(Position identification records)
• • • •

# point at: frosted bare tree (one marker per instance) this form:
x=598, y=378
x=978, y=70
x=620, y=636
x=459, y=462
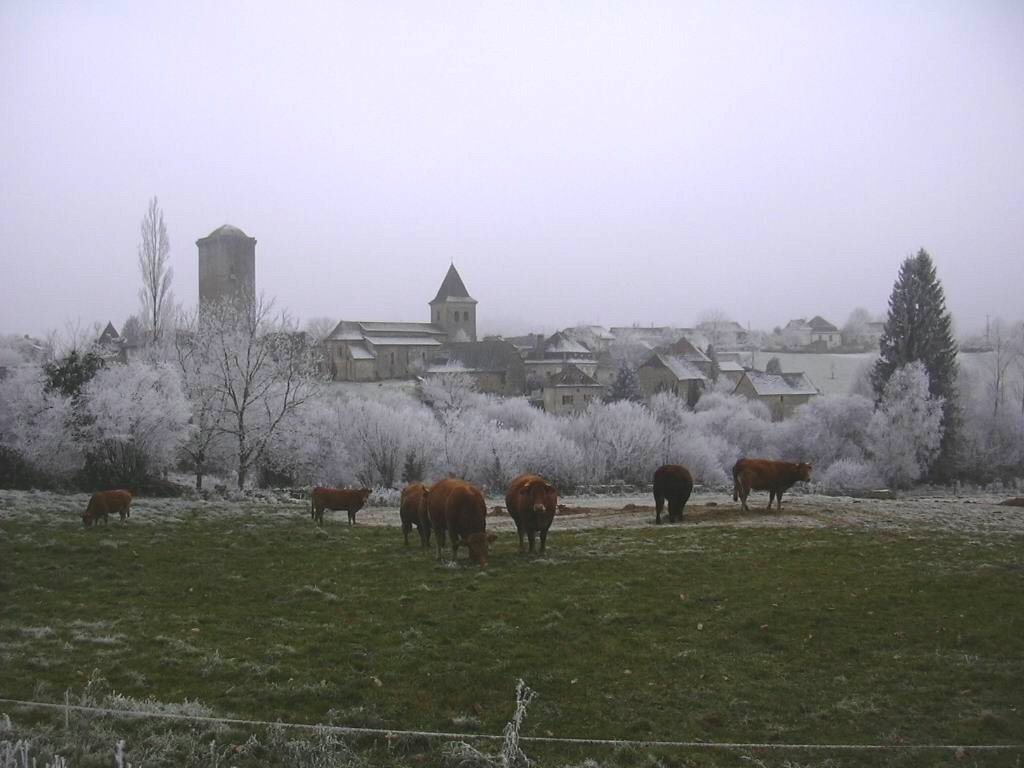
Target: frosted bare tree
x=194, y=359
x=1007, y=347
x=261, y=368
x=154, y=265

• • • •

Write out all of the material above again, requests included, and increase each x and y coordinate in the answers by 44. Leave the sample coordinates in the requests as they are, and leave out the pictures.

# point at: frosted bare tree (one marker per instance) this form:
x=598, y=378
x=978, y=70
x=620, y=636
x=459, y=462
Target: frosted bare tree
x=238, y=403
x=1051, y=391
x=305, y=412
x=198, y=309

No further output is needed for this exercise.